Excerpts from point annotation data
»»

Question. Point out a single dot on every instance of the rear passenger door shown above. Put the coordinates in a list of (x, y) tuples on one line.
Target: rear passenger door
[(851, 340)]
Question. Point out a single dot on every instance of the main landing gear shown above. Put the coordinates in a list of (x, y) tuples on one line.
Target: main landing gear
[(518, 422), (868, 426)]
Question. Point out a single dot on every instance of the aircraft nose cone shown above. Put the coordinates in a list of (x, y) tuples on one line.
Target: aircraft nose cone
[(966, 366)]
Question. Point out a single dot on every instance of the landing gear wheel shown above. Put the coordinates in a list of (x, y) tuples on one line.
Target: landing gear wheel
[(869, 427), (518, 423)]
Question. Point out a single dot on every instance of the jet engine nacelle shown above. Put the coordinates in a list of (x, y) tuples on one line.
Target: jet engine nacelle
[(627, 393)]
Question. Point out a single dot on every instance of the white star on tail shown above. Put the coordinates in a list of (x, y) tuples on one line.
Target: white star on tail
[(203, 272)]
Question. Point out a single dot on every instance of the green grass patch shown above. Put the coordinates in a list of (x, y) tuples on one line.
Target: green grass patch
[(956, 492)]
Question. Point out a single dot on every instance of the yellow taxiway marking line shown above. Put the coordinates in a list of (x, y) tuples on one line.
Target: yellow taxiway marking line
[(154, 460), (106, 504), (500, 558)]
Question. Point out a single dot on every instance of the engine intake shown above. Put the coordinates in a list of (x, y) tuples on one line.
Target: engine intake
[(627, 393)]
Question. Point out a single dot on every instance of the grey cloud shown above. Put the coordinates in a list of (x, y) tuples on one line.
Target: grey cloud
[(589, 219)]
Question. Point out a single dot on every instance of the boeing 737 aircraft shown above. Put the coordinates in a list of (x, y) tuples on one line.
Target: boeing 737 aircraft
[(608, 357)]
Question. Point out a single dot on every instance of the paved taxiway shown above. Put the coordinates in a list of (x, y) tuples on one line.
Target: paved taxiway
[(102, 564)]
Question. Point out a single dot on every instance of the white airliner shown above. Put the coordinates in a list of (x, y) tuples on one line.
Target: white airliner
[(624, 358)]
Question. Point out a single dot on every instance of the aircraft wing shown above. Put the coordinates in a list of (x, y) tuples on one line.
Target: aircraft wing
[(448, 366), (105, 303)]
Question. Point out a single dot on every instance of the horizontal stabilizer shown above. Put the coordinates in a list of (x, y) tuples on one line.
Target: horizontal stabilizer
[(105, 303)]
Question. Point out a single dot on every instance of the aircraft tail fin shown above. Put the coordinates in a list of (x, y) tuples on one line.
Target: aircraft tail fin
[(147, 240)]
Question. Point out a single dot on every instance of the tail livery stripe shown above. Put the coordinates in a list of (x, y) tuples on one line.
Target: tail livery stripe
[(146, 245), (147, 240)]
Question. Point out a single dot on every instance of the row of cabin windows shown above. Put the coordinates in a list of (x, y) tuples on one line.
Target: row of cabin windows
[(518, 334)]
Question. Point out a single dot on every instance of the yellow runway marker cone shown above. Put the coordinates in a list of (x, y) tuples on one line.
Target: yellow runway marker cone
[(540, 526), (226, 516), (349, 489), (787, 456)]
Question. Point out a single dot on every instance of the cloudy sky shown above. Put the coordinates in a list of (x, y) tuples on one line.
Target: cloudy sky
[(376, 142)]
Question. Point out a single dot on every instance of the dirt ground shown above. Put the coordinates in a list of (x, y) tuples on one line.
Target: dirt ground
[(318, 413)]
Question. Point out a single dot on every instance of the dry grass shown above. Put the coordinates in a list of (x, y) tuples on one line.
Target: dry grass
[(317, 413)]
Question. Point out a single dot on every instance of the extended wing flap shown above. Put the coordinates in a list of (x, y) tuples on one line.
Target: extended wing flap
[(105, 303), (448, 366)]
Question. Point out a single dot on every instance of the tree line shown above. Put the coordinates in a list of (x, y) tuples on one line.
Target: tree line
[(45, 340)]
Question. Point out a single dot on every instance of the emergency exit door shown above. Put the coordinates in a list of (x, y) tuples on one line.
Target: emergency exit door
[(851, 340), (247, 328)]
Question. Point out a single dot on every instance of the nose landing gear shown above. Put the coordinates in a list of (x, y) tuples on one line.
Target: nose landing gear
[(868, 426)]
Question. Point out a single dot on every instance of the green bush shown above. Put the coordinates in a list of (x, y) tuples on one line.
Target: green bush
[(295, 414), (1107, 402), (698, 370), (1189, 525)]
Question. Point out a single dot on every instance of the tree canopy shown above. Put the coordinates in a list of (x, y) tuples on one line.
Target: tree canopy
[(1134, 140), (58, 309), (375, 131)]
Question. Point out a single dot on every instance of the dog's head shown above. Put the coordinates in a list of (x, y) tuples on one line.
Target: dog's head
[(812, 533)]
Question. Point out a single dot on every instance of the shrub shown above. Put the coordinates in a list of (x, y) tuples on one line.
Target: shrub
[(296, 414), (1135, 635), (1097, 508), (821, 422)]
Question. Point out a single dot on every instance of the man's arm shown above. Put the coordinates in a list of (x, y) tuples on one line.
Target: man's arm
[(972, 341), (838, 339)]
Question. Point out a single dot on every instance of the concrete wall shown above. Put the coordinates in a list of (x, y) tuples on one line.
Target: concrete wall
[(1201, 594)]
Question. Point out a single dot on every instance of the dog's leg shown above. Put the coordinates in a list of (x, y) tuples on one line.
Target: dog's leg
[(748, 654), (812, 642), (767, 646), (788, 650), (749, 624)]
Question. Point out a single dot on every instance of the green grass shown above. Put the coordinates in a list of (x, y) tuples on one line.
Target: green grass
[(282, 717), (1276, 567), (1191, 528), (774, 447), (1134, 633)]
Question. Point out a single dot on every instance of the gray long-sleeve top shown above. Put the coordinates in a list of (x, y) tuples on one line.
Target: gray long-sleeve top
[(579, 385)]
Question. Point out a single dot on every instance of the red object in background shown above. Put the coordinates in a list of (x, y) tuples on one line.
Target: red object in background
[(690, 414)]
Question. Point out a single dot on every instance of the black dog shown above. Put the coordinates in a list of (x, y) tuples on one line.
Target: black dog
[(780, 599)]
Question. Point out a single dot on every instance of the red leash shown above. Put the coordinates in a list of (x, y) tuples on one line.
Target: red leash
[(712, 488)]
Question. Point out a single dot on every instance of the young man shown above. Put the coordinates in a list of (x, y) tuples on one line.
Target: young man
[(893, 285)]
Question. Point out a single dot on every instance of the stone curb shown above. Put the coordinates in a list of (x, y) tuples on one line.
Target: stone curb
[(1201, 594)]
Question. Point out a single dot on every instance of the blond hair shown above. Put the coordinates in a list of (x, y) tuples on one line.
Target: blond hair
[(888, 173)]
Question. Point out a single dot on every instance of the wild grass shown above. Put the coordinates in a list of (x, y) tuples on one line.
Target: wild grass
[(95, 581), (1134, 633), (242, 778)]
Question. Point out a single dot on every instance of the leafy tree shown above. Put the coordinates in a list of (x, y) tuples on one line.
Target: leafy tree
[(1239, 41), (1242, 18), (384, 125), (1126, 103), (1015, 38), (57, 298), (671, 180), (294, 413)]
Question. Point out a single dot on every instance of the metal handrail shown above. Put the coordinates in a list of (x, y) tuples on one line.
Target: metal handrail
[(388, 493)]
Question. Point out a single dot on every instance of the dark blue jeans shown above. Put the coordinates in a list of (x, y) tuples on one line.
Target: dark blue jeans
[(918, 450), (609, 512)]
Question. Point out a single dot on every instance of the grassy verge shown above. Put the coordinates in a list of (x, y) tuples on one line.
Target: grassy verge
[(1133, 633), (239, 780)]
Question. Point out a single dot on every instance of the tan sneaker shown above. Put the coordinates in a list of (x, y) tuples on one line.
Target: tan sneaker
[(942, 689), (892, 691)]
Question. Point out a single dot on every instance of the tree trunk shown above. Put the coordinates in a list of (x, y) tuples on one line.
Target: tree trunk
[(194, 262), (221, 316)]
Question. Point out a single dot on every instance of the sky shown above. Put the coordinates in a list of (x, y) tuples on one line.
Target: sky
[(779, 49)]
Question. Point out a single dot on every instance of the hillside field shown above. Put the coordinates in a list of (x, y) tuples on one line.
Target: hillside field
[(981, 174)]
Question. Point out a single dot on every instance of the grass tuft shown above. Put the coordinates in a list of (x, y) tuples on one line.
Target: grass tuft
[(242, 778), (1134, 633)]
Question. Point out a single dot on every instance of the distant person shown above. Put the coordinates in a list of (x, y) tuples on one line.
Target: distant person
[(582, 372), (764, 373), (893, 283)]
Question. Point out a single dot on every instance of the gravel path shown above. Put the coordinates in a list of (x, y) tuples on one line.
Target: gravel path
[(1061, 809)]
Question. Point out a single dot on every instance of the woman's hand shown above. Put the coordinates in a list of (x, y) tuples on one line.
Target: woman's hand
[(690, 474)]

««

What the exercise asks: Reproduce every line of the material from the line containing "of the grassy" through the line containing "[(942, 689), (892, 691)]", requests included, shifting each coordinate value in the answers by adding 47 to it.

Reply:
Question. Point out a single dot on every instance of the grassy verge shown above. Put the coordinates in a list of (x, y) tuples on one line.
Target: grassy verge
[(1180, 680), (286, 827)]
Question. Point out a single dot on every instance of the tan sneaker shown above. Put the coordinates in a list of (x, y) tuples on one line.
Target: tan sneaker
[(989, 736), (939, 738)]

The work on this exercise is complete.